Présente sous forme de liste JSON de chaînes, une chaîne par ligne et sans les lignes vides, uniquement les lignes des items qui vont de celle qui contient « the form (713,644); » jusqu'à la fin des items, les deux bornes comprises.

▶

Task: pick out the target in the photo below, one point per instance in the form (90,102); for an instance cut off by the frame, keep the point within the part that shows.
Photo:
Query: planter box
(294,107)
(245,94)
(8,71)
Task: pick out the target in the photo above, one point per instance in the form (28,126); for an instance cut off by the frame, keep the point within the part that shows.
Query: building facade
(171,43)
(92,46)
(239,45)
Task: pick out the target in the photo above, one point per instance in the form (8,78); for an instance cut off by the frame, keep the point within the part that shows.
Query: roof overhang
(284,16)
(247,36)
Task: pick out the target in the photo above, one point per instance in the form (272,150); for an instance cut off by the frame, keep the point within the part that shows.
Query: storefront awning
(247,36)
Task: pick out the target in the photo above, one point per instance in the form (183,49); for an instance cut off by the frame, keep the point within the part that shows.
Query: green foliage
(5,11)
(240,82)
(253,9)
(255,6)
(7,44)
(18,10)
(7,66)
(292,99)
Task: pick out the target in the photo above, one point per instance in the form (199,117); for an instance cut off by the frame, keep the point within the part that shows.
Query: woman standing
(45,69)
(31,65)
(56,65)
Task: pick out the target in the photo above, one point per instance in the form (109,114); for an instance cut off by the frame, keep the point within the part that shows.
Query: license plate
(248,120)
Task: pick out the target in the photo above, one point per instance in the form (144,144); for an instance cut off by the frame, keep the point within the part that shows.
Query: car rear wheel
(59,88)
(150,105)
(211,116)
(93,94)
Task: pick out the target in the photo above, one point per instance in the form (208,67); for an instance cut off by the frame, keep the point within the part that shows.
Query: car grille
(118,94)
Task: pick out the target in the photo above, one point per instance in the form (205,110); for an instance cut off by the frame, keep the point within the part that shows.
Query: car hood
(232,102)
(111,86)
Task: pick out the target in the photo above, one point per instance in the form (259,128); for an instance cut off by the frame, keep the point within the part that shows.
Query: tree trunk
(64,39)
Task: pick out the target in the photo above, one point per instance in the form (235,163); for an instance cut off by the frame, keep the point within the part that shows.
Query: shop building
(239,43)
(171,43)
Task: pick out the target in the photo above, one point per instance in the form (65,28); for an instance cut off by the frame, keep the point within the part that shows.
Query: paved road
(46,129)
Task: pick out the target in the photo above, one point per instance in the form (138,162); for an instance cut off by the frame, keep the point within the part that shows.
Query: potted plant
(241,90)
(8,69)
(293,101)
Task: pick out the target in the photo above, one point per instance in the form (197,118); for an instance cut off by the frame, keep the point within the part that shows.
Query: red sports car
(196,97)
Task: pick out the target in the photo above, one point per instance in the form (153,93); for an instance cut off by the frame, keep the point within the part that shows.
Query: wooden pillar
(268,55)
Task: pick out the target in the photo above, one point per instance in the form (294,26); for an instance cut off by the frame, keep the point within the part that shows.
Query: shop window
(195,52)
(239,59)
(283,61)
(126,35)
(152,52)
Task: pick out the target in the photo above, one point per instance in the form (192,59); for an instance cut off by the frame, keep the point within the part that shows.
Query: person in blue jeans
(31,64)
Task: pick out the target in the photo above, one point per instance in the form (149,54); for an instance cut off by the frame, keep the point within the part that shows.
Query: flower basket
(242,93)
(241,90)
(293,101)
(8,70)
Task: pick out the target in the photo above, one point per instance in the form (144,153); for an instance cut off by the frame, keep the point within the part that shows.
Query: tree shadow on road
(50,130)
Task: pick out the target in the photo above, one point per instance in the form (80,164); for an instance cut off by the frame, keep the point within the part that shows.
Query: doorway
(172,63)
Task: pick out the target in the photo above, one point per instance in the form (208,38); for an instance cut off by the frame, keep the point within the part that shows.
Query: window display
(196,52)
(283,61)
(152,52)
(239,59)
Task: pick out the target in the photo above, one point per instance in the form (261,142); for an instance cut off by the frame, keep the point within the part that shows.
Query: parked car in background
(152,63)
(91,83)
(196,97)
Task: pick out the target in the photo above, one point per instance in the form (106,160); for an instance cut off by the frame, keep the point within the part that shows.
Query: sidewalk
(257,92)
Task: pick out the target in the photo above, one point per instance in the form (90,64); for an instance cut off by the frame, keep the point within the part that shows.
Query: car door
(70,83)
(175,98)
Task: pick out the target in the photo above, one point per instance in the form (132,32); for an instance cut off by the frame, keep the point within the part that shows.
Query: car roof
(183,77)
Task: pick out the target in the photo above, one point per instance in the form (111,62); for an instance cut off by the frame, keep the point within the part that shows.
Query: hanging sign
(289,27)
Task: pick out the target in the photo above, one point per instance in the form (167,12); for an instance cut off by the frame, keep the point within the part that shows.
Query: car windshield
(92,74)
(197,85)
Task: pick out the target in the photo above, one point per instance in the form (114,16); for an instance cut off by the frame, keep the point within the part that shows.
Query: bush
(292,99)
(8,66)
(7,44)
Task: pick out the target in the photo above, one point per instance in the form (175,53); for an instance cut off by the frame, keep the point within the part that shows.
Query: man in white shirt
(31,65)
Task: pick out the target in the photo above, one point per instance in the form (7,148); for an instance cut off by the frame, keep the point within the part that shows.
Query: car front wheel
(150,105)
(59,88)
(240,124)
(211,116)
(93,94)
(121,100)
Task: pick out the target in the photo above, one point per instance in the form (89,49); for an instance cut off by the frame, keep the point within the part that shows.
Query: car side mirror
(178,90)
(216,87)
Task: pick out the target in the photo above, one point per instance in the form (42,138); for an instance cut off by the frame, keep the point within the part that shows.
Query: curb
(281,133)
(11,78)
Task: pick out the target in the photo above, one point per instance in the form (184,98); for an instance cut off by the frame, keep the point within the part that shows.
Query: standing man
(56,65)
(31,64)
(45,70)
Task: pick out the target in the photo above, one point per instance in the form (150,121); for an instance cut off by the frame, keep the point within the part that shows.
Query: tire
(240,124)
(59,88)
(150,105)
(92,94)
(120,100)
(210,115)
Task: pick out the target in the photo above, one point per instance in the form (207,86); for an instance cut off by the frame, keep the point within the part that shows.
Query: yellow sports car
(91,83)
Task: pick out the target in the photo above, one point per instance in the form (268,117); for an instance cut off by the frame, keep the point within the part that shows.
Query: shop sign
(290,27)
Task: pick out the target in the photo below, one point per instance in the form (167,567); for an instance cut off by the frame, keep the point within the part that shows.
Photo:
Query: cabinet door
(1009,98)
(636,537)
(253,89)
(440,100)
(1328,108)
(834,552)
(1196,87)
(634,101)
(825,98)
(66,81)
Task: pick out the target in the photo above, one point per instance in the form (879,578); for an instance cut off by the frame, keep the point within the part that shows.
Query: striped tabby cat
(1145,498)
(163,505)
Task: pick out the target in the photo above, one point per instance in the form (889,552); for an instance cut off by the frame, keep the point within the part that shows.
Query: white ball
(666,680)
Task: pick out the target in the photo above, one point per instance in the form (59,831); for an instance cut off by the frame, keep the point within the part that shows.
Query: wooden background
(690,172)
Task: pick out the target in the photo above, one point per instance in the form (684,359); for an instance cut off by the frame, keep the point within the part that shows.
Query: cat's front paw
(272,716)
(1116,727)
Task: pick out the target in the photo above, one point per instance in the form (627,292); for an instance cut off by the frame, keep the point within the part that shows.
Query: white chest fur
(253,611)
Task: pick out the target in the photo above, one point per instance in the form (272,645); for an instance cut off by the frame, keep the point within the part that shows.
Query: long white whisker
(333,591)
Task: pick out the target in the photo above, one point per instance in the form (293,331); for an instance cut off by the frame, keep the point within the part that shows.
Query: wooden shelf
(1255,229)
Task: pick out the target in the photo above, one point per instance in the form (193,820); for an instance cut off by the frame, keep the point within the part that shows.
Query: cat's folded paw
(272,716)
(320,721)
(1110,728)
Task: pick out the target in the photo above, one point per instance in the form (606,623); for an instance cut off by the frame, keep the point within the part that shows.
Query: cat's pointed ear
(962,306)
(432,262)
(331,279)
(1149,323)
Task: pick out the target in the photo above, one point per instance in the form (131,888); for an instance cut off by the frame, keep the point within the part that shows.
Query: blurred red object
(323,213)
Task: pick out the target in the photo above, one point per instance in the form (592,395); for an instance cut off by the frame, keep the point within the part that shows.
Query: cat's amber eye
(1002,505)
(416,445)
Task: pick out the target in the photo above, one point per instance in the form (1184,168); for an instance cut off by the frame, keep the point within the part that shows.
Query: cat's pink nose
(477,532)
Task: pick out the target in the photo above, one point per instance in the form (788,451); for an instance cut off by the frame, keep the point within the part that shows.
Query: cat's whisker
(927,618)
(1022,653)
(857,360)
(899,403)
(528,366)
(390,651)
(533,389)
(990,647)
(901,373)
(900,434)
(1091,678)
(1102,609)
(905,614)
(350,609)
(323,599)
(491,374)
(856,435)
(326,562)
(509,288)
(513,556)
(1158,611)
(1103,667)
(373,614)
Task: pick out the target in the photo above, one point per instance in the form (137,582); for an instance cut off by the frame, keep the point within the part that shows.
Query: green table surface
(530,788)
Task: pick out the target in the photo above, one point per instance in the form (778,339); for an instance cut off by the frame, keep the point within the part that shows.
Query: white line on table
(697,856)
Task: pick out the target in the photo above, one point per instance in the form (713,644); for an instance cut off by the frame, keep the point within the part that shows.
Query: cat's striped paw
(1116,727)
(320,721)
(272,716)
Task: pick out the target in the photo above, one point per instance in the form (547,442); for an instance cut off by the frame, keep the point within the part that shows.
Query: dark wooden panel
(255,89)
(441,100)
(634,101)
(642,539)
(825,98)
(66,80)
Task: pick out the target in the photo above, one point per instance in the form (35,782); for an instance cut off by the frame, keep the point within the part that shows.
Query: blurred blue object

◀

**LA RÉPONSE**:
[
  "Task: pick out the target in the photo above, one point per instance in the form (713,644); for an instance cut off by the frame, keep the point within the part that shows.",
  "Query: cat's striped paw",
  "(1116,727)",
  "(320,721)",
  "(272,716)",
  "Task: pick out the target in the photo above, one point per instance in the form (547,442); for an instance cut off by the frame, keep the point within the part that shows.",
  "Query: dark wooden panel",
  "(255,89)",
  "(441,100)",
  "(634,101)",
  "(642,539)",
  "(825,98)",
  "(66,80)",
  "Task: pick out the target in the photo above, one point per instance in the form (35,782); for an instance cut off by the frame, keep the point within the part that shows.",
  "Query: blurred blue object"
]